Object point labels
==================================================
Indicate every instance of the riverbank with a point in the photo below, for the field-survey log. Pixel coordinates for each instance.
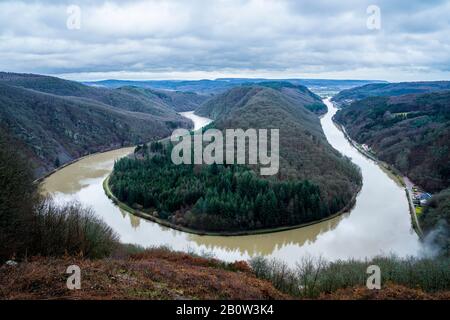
(392, 172)
(168, 224)
(48, 174)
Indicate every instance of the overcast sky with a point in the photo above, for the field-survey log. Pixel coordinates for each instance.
==================================================
(WHAT IS ASKED)
Reproduce the entries above, substituting "site inspection report" for every occurrence of "field-survey log" and leaving all other wording unchanged. Omit the pictures from the reproduction.

(EXERCISE OUTPUT)
Indicate every instance of the riverbank with a point in the photo below, for the site inspection report. Pixel coordinates for each instance.
(392, 172)
(168, 224)
(48, 174)
Indicate every instance of the overcast sky with a point in the photo above, for the site inspection report. Pixel coordinates for each instance.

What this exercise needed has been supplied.